[[ DATA FOR ANALYSIS, beginning ]]

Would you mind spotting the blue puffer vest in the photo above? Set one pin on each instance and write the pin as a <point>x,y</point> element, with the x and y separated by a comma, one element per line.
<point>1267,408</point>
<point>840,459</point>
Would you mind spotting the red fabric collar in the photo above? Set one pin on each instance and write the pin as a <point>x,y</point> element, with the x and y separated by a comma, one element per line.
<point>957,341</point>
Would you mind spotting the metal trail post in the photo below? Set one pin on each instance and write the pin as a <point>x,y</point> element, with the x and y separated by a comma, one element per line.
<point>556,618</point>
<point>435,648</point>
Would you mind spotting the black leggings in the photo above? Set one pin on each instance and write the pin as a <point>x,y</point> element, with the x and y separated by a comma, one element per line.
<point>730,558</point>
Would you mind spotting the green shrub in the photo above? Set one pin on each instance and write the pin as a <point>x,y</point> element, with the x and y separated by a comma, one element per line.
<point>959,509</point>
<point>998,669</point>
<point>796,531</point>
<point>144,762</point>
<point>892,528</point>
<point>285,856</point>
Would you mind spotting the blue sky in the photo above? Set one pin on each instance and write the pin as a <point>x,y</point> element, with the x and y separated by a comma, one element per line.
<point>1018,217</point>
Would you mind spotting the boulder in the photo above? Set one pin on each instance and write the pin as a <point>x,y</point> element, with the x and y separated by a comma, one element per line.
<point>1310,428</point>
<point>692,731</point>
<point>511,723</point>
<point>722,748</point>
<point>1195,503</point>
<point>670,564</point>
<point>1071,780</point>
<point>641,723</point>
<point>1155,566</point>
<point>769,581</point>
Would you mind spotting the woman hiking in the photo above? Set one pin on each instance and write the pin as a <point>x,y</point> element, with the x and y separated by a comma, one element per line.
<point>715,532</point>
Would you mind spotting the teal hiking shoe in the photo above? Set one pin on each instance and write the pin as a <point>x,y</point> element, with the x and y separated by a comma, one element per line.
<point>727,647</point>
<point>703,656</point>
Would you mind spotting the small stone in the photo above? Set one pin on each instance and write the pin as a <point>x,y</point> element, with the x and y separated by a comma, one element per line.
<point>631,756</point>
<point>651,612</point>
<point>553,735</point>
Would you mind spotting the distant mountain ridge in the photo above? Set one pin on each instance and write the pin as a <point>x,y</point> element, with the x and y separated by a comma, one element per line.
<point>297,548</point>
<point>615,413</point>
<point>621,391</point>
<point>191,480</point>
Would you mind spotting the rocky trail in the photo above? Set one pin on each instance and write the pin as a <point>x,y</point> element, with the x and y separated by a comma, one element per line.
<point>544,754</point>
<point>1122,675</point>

[[ DATA FOR ANALYSIS, end ]]

• **WHAT YOU SHOULD DO**:
Write the records out once more, word for word.

• **ANSWER TO THE EXERCISE**:
Would you mind spotting the blue puffer vest in the photo above? Set one pin on each instance and write the pin as a <point>x,y</point> element, with the x and y separated by a comma, one element per line.
<point>1267,408</point>
<point>840,459</point>
Would you mind spotting the red fabric collar in the photo above? Set one pin on each instance and write the pin as a <point>x,y</point> element, with the x and y separated by a comma, one element per line.
<point>957,341</point>
Would you mind spotting the metal trail post in the photo below? Set one pin on each instance and write the pin as a <point>x,y</point> element, with the x and y separated by a comma, one element per line.
<point>556,618</point>
<point>435,648</point>
Would you mind spotting the black leggings in the photo above? Set one pin on each instance and write the pin as a <point>x,y</point> element, with the x and y separated by a comma, one element per line.
<point>730,558</point>
Would you mind spotting the green shrub in the photo above? Set one pin on each instance and write the pin as a <point>x,y</point> element, with the x and y separated by a comma, one element per line.
<point>959,509</point>
<point>998,669</point>
<point>796,531</point>
<point>144,762</point>
<point>892,528</point>
<point>285,856</point>
Would you mind spotting the blue sky in the photo above? Set one pin on each instance and write the pin as a <point>x,y</point> element, with the x and y separated by a comma, one element per line.
<point>1018,217</point>
Would you mind spotting the boulder in the photo above? Set one pin on each instance and write the pin as a <point>x,y</point> element, with the x and y separated by a comma, one element per line.
<point>1310,428</point>
<point>692,731</point>
<point>511,723</point>
<point>722,748</point>
<point>1195,503</point>
<point>670,564</point>
<point>1071,780</point>
<point>641,723</point>
<point>1155,566</point>
<point>769,581</point>
Would you mind spotting the woman hiking in the photo above? Set one pin on each instance and write the pin as a <point>x,y</point> element, with the x and y separated by a comma, one element per line.
<point>715,532</point>
Would you mind spotting the teal hiking shoe in the photo above? Set one pin on each instance and write the pin as a <point>x,y</point> element, with the x and y separated by a comma, one element per line.
<point>727,647</point>
<point>703,656</point>
Would you mind spotting the small stone in the photo above? Set one pin on each instance and write the pin as a <point>x,y</point> element, with the x and y separated by a comma, one element per line.
<point>631,756</point>
<point>651,612</point>
<point>553,735</point>
Would you mind spotting the distant mountain ridge in the photo above? Set one pin on each instance and write the pin as a <point>x,y</point> element, with the x and y separated by a comma, one element per line.
<point>297,548</point>
<point>615,413</point>
<point>621,391</point>
<point>191,480</point>
Would you mind spotting the rocky trail in the photo above? Set one pin on each instance and write the pin as a <point>x,y</point> element, with the x and y separated by a comma, one element per line.
<point>544,754</point>
<point>1122,675</point>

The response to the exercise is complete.